Please restate the listing word for word, omitting the images.

#### Source data

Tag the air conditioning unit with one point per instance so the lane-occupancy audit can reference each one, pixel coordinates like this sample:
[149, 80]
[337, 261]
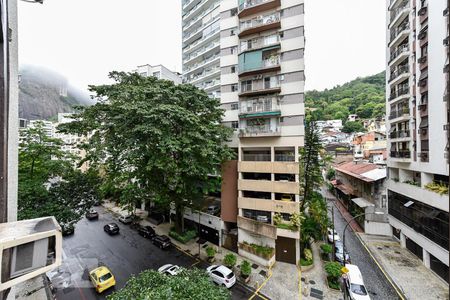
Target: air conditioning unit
[34, 247]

########

> Expected answer
Tag the air conditioning unit with one point per instance so the lane-occupancy audit can reference each one, pixel coordinates like this sample:
[149, 80]
[337, 261]
Target: air conditioning unit
[34, 247]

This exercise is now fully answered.